Task requirements:
Copy each of the following records word for word, keeping every line unchanged.

Data rows:
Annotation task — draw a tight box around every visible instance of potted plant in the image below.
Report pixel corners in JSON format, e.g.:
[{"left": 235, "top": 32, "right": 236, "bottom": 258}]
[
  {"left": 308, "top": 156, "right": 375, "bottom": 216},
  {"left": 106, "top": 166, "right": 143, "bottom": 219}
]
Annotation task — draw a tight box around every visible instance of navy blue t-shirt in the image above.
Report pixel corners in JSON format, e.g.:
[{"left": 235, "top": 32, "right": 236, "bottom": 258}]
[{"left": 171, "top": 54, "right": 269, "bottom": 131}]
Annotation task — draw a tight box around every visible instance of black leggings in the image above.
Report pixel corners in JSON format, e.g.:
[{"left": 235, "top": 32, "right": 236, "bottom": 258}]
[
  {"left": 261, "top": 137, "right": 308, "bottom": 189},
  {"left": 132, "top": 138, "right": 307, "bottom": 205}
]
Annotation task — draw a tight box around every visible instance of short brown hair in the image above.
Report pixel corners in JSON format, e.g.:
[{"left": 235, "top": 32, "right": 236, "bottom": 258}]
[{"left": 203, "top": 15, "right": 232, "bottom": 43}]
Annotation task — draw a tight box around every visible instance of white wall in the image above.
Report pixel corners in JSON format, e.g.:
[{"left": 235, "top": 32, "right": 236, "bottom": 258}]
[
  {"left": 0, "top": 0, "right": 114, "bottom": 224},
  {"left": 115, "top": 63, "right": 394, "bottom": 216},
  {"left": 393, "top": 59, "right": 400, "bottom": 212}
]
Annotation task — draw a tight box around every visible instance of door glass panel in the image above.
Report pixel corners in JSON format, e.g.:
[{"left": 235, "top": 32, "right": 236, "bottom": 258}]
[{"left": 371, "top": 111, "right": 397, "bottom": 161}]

Solution for this problem:
Annotation task — draw a tight box around every visible instance of potted plant in the image below.
Report pixel corners in JSON format, e.g.:
[{"left": 235, "top": 32, "right": 236, "bottom": 258}]
[
  {"left": 308, "top": 156, "right": 375, "bottom": 216},
  {"left": 106, "top": 166, "right": 143, "bottom": 219}
]
Annotation task — draw a tight box around every visible instance of navy blue t-shirt in the image above.
Report pixel corners in JSON format, e.g.:
[{"left": 235, "top": 32, "right": 236, "bottom": 258}]
[{"left": 171, "top": 54, "right": 269, "bottom": 131}]
Annotation task — draw a tight box around every visible instance of black leggings in the image above.
Report pixel corners in JSON format, e.g.:
[{"left": 235, "top": 32, "right": 236, "bottom": 258}]
[
  {"left": 261, "top": 137, "right": 308, "bottom": 189},
  {"left": 132, "top": 138, "right": 307, "bottom": 205}
]
Annotation task — draw a tight box around every visible instance of short brown hair in the image above.
Report pixel corners in JSON format, e.g.:
[{"left": 235, "top": 32, "right": 236, "bottom": 258}]
[{"left": 203, "top": 15, "right": 232, "bottom": 43}]
Annotation task — draw a tight box around every visible instance of white wall in the image above.
Report pixel corners in JSON format, e.g.:
[{"left": 235, "top": 32, "right": 236, "bottom": 258}]
[
  {"left": 0, "top": 0, "right": 114, "bottom": 224},
  {"left": 115, "top": 63, "right": 394, "bottom": 216},
  {"left": 393, "top": 59, "right": 400, "bottom": 212}
]
Annotation task — draw a tight box around every visible instance of door glass panel in the image above.
Report pixel corners in JSON format, e.g.:
[{"left": 235, "top": 32, "right": 236, "bottom": 258}]
[{"left": 371, "top": 111, "right": 397, "bottom": 161}]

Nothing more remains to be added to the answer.